Required work — Output the data from the line with "the log column" up to and including the last line of the data as a two-column CSV with the headers input and output. Each row should hold one input text and its answer, with every field in quotation marks and any line breaks replaced by spaces.

::: Listed records :::

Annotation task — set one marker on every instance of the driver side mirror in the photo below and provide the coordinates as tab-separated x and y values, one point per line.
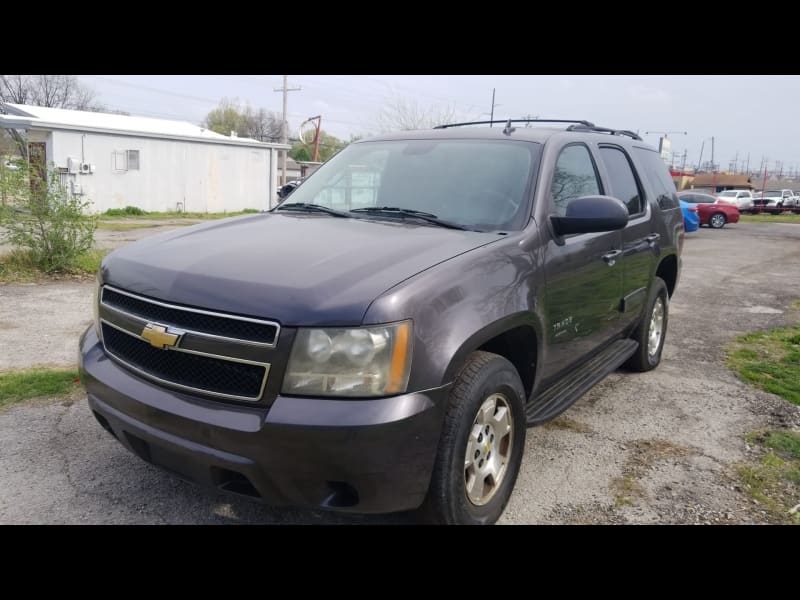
590	214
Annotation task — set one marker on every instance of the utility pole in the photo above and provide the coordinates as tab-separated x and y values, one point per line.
285	125
712	153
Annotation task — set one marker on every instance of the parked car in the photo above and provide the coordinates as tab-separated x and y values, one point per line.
741	199
691	221
774	200
287	189
388	356
710	210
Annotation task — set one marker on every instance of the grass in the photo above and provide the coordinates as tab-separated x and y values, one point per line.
774	482
16	386
770	360
770	218
17	266
117	226
128	212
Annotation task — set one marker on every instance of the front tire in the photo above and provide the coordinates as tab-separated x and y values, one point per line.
652	330
481	447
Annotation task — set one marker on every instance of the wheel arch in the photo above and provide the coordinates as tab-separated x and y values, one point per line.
516	338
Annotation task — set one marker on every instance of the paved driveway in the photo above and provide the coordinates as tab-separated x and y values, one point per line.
656	447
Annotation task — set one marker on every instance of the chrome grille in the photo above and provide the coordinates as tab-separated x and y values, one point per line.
207	355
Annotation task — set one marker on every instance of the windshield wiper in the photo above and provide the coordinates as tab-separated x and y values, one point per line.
304	207
408	212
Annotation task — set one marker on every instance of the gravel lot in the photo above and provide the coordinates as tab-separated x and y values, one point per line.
665	441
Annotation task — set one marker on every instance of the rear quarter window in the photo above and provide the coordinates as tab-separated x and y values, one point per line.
659	177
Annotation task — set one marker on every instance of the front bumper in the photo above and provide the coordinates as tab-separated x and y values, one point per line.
366	456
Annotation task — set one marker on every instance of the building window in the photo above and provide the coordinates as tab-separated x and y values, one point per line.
119	162
133	160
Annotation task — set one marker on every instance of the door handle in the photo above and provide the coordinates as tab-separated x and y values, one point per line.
611	257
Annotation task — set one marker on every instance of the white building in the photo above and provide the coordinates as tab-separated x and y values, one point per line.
154	164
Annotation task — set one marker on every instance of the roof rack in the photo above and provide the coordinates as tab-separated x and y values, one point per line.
577	125
507	121
583	127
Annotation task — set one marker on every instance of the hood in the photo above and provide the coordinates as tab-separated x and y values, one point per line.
296	269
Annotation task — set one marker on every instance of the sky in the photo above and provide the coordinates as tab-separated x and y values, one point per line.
755	114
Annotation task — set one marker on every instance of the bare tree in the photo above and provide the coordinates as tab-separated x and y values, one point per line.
260	124
403	115
52	91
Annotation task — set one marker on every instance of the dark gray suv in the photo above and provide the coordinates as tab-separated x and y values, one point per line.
382	339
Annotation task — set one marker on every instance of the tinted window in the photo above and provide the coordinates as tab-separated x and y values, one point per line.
479	184
659	177
574	176
623	181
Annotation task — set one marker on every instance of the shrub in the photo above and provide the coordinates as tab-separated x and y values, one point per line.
48	221
128	211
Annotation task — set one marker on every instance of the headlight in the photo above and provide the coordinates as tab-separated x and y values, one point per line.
96	307
359	362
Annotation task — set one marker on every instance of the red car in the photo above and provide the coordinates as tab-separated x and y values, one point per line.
712	212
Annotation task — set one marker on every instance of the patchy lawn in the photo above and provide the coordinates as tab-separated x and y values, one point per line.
17	267
769	360
123	213
16	386
770	218
119	225
774	482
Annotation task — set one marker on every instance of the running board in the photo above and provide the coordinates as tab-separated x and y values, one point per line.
561	395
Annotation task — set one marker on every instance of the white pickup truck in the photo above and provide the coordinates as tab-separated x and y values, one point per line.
741	199
776	199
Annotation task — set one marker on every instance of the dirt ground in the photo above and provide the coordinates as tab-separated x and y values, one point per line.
657	447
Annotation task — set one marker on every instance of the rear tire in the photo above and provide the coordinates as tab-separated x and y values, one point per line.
652	330
480	451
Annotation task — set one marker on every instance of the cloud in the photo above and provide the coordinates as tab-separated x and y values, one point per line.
652	95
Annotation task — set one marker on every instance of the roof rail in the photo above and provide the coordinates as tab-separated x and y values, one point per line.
583	127
509	121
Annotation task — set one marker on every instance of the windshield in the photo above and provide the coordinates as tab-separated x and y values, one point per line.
478	184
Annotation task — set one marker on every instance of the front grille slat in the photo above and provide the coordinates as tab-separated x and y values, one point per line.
187	370
210	353
219	325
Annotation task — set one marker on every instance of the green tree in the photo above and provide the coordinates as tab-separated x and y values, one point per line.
257	123
328	146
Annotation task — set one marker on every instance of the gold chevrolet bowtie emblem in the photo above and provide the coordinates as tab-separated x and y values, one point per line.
159	337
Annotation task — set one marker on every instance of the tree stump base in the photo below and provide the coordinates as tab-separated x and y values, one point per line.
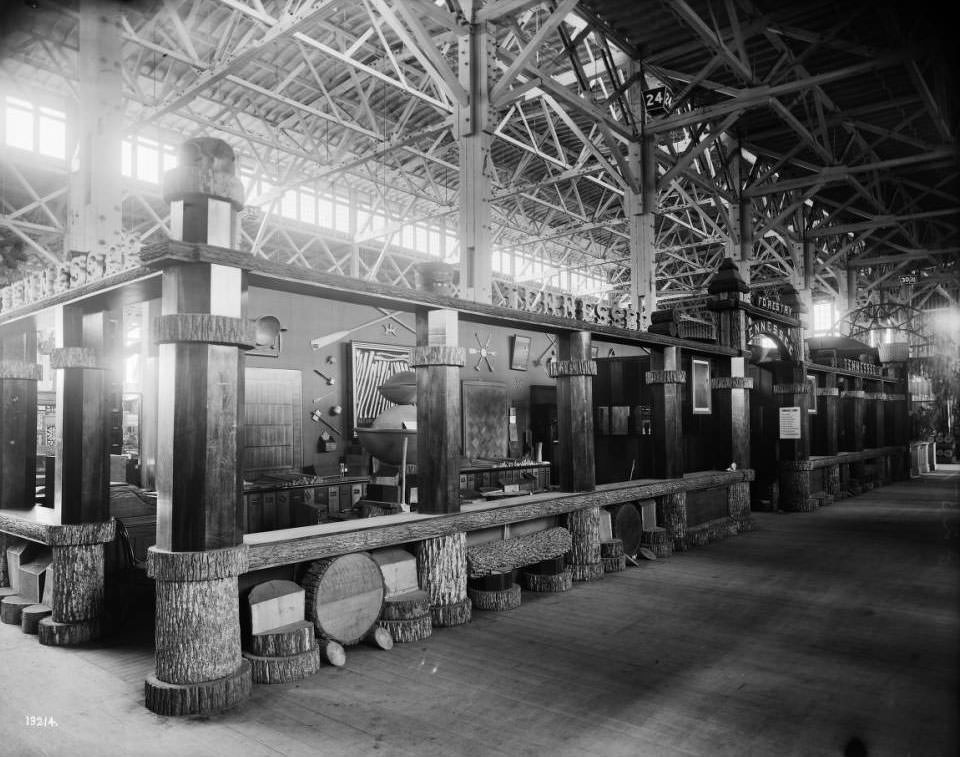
205	698
614	564
455	614
657	541
611	548
54	634
411	629
293	639
31	616
412	605
284	668
11	608
504	599
587	572
548	582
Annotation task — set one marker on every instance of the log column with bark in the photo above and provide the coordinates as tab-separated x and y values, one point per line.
19	374
201	334
574	371
795	465
442	574
437	360
665	382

:::

Exercise result —
input,output
"Annotation task — set one marker on every instance of the log column with bark in the photo above and provide the coordinates as tab-separated x and y values, one point per line.","19	374 201	334 574	371 795	465 442	574 437	360 665	382"